*What this task involves*
Report how many lines in the records below contain the word "shrub". Give only the number.

[START Records shown]

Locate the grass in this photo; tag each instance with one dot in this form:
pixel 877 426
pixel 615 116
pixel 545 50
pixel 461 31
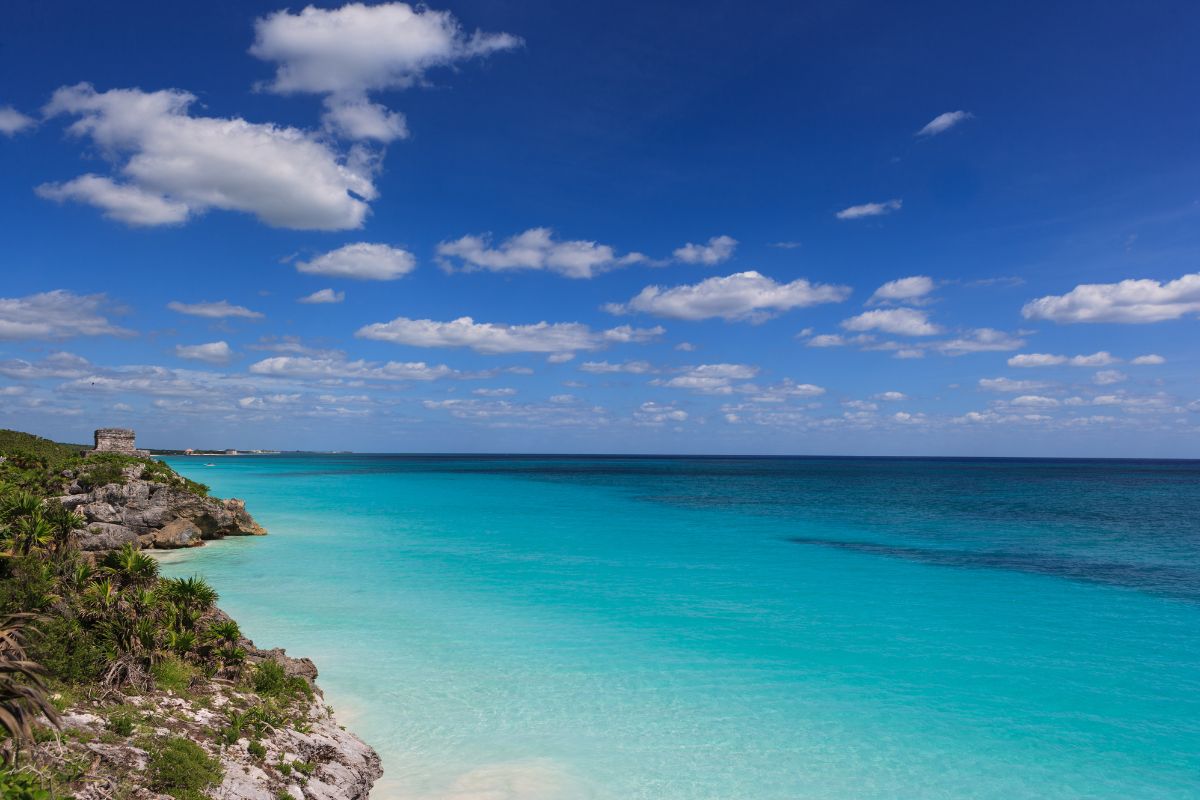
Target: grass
pixel 174 674
pixel 181 769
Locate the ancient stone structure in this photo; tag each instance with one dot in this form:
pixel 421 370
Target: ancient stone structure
pixel 119 440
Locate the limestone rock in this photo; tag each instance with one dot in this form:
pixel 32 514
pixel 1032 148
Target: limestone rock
pixel 106 536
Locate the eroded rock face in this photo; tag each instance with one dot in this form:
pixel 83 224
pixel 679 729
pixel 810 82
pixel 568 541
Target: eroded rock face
pixel 154 515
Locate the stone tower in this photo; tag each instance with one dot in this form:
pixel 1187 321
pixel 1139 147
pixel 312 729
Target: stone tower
pixel 119 440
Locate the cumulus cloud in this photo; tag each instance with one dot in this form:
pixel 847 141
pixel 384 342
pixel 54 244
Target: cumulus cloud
pixel 604 367
pixel 323 296
pixel 211 352
pixel 349 52
pixel 1101 359
pixel 900 322
pixel 912 290
pixel 58 314
pixel 979 340
pixel 711 378
pixel 121 202
pixel 1133 301
pixel 654 414
pixel 534 250
pixel 339 367
pixel 1033 401
pixel 497 337
pixel 357 118
pixel 13 121
pixel 175 166
pixel 869 210
pixel 719 248
pixel 361 262
pixel 943 122
pixel 742 295
pixel 219 310
pixel 1009 385
pixel 360 48
pixel 57 365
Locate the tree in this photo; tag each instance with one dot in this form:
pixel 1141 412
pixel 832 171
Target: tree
pixel 23 693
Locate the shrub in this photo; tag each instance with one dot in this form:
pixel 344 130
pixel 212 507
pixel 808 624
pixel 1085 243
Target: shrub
pixel 271 680
pixel 121 723
pixel 22 786
pixel 181 769
pixel 174 674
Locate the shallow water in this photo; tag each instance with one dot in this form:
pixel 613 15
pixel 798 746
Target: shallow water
pixel 663 629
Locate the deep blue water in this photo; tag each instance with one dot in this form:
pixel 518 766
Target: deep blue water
pixel 545 627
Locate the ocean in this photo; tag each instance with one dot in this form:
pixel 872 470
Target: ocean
pixel 733 629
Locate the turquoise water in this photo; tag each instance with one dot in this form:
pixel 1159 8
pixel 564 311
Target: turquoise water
pixel 558 629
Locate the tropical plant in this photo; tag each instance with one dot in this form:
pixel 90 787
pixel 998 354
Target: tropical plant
pixel 64 523
pixel 24 698
pixel 130 566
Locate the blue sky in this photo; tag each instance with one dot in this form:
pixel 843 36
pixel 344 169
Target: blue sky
pixel 845 228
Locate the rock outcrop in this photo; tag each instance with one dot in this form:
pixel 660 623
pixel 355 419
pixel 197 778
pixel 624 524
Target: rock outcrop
pixel 309 758
pixel 154 515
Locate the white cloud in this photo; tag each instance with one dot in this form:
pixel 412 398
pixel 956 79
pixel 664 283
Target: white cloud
pixel 1009 385
pixel 357 118
pixel 57 365
pixel 910 290
pixel 870 210
pixel 175 166
pixel 1101 359
pixel 323 296
pixel 1037 360
pixel 360 48
pixel 13 121
pixel 784 390
pixel 495 337
pixel 981 340
pixel 901 322
pixel 651 413
pixel 57 314
pixel 1033 401
pixel 1108 377
pixel 339 367
pixel 711 378
pixel 943 122
pixel 1128 301
pixel 604 367
pixel 121 202
pixel 219 310
pixel 361 262
pixel 211 352
pixel 534 250
pixel 719 248
pixel 743 295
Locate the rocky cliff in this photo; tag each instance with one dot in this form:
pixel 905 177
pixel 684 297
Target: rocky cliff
pixel 111 738
pixel 153 512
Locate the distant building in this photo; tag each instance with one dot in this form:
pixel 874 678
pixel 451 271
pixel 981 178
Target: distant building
pixel 119 440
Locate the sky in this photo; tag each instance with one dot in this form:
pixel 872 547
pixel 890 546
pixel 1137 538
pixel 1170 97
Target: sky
pixel 840 228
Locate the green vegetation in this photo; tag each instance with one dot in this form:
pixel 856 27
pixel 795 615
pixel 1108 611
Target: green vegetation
pixel 181 769
pixel 22 786
pixel 101 627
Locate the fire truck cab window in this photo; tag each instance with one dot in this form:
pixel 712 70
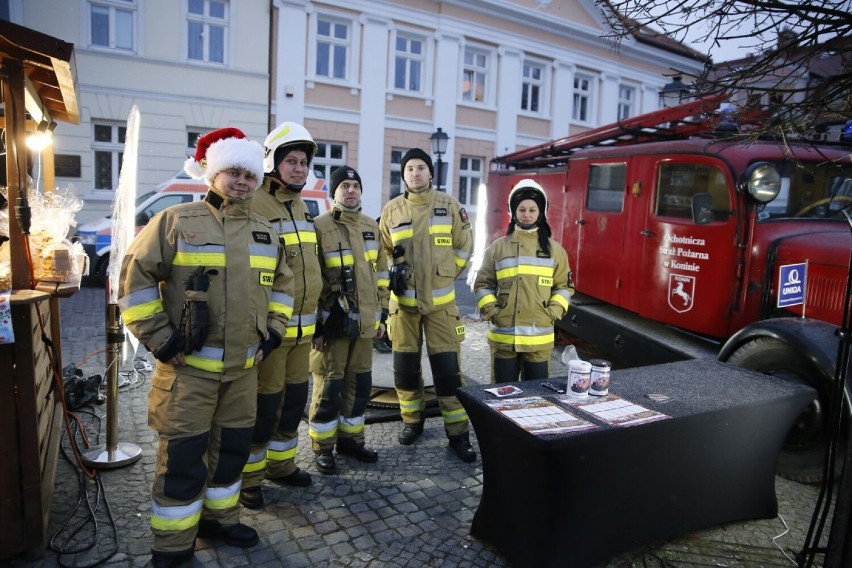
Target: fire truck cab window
pixel 678 183
pixel 606 188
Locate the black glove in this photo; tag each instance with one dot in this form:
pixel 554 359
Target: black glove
pixel 335 324
pixel 399 278
pixel 195 325
pixel 173 345
pixel 353 325
pixel 196 314
pixel 270 344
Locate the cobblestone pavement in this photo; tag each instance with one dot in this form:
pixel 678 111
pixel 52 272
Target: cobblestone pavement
pixel 412 508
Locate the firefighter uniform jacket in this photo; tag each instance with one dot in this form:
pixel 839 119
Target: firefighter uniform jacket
pixel 429 231
pixel 240 253
pixel 295 226
pixel 351 239
pixel 522 291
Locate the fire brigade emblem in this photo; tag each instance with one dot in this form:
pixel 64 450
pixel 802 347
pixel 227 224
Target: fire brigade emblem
pixel 681 292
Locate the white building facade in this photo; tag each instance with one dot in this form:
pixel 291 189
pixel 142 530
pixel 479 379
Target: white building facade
pixel 190 66
pixel 373 78
pixel 368 78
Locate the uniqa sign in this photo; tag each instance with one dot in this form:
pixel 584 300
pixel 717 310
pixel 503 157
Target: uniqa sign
pixel 791 284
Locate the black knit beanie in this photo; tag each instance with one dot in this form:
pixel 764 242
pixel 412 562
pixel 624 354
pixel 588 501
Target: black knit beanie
pixel 343 173
pixel 544 231
pixel 419 154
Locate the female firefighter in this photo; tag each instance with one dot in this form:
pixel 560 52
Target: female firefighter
pixel 522 289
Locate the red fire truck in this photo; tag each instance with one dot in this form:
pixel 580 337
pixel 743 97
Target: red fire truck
pixel 684 237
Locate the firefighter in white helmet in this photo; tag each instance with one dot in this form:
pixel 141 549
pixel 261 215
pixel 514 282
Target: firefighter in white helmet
pixel 283 377
pixel 176 294
pixel 427 235
pixel 523 288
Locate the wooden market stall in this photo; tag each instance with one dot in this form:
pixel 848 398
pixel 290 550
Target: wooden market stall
pixel 39 88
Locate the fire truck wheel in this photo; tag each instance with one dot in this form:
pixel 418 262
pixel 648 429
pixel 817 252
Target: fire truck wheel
pixel 97 273
pixel 802 456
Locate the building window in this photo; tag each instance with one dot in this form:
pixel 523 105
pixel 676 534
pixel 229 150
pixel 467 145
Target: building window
pixel 67 165
pixel 408 66
pixel 333 43
pixel 475 75
pixel 112 23
pixel 532 87
pixel 192 136
pixel 581 112
pixel 329 157
pixel 397 182
pixel 626 102
pixel 207 24
pixel 470 176
pixel 108 145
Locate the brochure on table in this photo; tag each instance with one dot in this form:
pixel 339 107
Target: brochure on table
pixel 540 416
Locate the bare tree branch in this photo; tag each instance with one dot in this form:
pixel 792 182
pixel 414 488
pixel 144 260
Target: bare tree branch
pixel 796 77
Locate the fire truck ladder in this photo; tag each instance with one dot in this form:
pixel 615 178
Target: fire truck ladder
pixel 682 121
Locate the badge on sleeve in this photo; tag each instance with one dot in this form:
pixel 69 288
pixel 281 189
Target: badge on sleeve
pixel 261 237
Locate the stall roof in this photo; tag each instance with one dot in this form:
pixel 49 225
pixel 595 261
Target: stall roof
pixel 49 67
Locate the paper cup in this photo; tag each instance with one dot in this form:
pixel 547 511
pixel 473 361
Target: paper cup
pixel 599 377
pixel 579 378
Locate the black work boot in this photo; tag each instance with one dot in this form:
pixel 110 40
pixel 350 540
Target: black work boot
pixel 325 462
pixel 348 447
pixel 461 447
pixel 411 432
pixel 171 559
pixel 251 498
pixel 239 535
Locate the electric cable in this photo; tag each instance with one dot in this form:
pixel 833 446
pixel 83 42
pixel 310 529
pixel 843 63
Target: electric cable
pixel 811 546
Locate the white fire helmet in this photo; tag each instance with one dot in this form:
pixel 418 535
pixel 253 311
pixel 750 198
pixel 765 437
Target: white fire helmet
pixel 286 134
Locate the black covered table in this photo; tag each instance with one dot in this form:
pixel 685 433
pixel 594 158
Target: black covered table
pixel 578 498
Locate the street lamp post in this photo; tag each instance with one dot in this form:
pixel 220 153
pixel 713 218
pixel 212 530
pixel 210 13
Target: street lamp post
pixel 439 140
pixel 674 93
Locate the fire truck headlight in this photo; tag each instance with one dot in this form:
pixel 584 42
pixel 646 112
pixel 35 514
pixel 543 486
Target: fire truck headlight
pixel 762 181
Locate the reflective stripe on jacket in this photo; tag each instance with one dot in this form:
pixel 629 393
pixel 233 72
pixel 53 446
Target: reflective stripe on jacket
pixel 523 291
pixel 433 231
pixel 243 259
pixel 349 238
pixel 290 217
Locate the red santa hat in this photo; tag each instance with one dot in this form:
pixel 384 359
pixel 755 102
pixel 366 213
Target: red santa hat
pixel 222 149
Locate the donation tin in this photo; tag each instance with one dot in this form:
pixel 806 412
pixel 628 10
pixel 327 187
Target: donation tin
pixel 599 377
pixel 579 377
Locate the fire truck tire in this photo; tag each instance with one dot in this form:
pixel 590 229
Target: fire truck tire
pixel 803 455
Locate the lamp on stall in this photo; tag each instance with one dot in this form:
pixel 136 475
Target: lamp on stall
pixel 42 137
pixel 439 140
pixel 675 93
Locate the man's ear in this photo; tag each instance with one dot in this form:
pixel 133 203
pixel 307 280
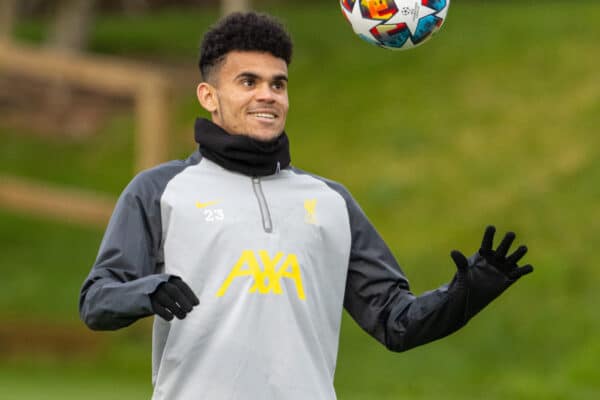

[END Records shown]

*Correct answer*
2